**What you need to do**
(1) According to the piece about Michael Ruheta, how many people made a commitment to Christ?
(2) Using the piece about Michael Ruheta, decide whether each statement agrees with it, answering yes or no and quoting the deciding words: (a) Michael traveled from Arusha, Tanzania, to observe the outreach in Kisumu. (b) Several people died in the van accident that killed Michael. (c) Michael left behind a wife and three children.
(3) Retype a passage from the piece about Michael Ruheta, beginning at the words "Can we say the" and stopping after "count for Christ.".

By Will Graham, Cove Executive Director
I first met Michael Ruheta in Kisumu, Kenya, in 2013. I was there to hold an evangelistic outreach, and Michael was one of two men who came from Arusha, Tanzania, to observe the Celebration and extend an invitation for me to hold a similar outreach in their city.
Michael was one of those guys who had an infectiously-positive attitude, and a smile that radiated love and joy.
He became one of our local coordinators for the Tanzania Celebration, and wholeheartedly and passionately guided the efforts that ultimately resulted in thousands hearing the Good News of Jesus Christ. Michael recognized that time was short and eternity was at stake, and he did everything he could to ensure that as many as possible heard of the death-conquering love and sacrifice of Jesus.
In fact, more than 1,700 made a commitment to Christ, thanks in no small part to Michael’s efforts for the Kingdom.
Sadly, he was not there physically to see the fruit of his labors.
In April of this year, just two months shy of the Celebration, Michael was tragically killed in a car accident. He was riding in a public transportation van that was in a horrific accident. He was the only fatality. Michael, the devoted and selfless servant of the Lord, left behind a beautiful wife and four sweet children.
I’m sharing the story of Michael Ruheta for a few reasons.
First, I want you to know his name. This man who gave so much and served so diligently deserves to be remembered.
Second, I want to point out that time is short. We do not know the number of days we have left on this earth, and we need to make every moment count for the sake of the Kingdom of Jesus Christ. You cannot go back and reclaim lost time, and so much of our time is spent on things that are irrelevant in the scope of eternity.
Michael had an urgency to share the Gospel message, and he used the days that he had (so few, in our earthly view) to preach the hope of Christ. He made use of the days he had.
Finally, Michael’s life shows that we may not get to see the harvest. I know that he was looking forward to seeing his countrymen respond to the hope that can only be found in Christ. He desired that deeply, and worked hard for it. But God called him home before he had the opportunity.
We need to understand that in sharing the Gospel, we may not see the immediate fruits of our labor either. One plants, one waters, and one harvests. You may be the person who plants the seed by first sharing the hope of Christ. You may be the one funding missions overseas who will never actually have the front-row view of the crowds streaming forward.
Whatever role God has for you, do it wholeheartedly and trust that – whether you’re there to see it or not – He is at work through you.
Michael’s life and testimony were shared at his funeral; a testament to his love for Jesus and passion to see Him shared and glorified. Because of this, even after his death, many gave their lives to Christ.
Can we say the same in our lives? Are we living every day like it may be our last and eternity is at stake? Are we seeking glory for ourselves, or are we selflessly proclaiming Christ regardless of the outcome?
Michael is an inspiration and challenge to me, in his life and in his death. I hope you can say the same, and will make every moment today count for Christ.

**Recorded data**
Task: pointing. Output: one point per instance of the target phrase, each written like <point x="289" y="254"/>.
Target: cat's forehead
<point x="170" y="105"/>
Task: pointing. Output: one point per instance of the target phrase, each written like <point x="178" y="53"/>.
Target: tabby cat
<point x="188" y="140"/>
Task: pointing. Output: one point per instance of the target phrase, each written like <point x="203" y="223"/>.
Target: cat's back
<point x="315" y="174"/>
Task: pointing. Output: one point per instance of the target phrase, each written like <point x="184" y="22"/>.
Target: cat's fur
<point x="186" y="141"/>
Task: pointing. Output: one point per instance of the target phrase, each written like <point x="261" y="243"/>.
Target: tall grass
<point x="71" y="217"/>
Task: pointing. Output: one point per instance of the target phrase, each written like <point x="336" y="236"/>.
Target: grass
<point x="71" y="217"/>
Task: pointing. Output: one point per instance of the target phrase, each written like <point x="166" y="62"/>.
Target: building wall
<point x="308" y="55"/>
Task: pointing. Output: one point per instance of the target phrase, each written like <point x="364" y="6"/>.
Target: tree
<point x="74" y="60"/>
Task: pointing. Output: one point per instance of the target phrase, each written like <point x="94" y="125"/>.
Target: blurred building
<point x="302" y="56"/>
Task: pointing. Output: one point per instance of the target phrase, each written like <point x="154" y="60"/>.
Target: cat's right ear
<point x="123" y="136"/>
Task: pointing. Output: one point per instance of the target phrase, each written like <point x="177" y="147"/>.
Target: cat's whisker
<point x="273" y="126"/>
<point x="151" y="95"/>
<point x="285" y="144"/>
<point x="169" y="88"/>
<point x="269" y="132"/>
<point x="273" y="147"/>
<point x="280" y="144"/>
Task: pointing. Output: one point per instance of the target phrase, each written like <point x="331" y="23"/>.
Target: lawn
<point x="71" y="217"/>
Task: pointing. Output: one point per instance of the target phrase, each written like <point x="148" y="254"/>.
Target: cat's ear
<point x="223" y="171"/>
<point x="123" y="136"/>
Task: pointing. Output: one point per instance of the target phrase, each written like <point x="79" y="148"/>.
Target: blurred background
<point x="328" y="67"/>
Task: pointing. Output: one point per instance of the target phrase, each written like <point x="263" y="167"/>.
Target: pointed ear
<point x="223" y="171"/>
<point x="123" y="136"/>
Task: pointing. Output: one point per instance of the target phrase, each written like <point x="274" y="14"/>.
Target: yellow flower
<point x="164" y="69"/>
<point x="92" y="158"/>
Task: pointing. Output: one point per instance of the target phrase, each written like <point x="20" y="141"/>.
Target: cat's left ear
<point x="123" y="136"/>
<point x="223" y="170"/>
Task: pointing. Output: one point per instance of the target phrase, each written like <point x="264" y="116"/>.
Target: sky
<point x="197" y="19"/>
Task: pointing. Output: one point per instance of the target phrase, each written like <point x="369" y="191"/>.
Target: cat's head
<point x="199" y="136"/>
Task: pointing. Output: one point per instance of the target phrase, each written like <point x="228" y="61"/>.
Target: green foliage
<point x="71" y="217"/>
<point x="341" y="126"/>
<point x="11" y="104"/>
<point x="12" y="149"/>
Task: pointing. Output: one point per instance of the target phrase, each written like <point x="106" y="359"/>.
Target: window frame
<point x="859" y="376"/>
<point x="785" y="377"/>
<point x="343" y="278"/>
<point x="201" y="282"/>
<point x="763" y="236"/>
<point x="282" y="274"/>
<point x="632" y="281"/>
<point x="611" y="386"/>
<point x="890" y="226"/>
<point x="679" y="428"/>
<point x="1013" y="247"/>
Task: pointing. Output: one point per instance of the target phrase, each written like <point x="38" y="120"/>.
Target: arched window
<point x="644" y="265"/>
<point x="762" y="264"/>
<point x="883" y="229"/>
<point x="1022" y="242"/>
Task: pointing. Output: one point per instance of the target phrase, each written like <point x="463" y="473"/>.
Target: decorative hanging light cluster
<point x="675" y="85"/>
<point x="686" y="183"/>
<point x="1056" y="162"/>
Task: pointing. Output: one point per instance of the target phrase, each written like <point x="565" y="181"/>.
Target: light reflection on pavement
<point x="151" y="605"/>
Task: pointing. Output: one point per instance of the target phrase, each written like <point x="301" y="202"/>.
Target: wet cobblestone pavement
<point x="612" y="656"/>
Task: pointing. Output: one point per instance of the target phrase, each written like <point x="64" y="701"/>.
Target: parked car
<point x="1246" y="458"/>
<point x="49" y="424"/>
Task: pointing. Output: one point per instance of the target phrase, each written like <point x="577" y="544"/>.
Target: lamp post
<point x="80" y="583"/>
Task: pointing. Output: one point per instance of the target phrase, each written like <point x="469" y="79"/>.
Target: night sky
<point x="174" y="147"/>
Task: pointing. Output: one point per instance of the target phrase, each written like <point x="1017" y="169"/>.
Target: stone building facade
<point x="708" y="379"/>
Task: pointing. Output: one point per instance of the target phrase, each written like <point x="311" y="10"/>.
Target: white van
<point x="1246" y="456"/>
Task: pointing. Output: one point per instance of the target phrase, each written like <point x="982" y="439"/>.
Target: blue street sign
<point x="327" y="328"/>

**List of answers**
(1) More than 1,700.

(2)
(a) Yes: "Michael was one of two men who came from Arusha, Tanzania, to observe the Celebration"
(b) No: "He was the only fatality."
(c) No: "left behind a beautiful wife and four sweet children"

(3)
Can we say the same in our lives? Are we living every day like it may be our last and eternity is at stake? Are we seeking glory for ourselves, or are we selflessly proclaiming Christ regardless of the outcome?
Michael is an inspiration and challenge to me, in his life and in his death. I hope you can say the same, and will make every moment today count for Christ.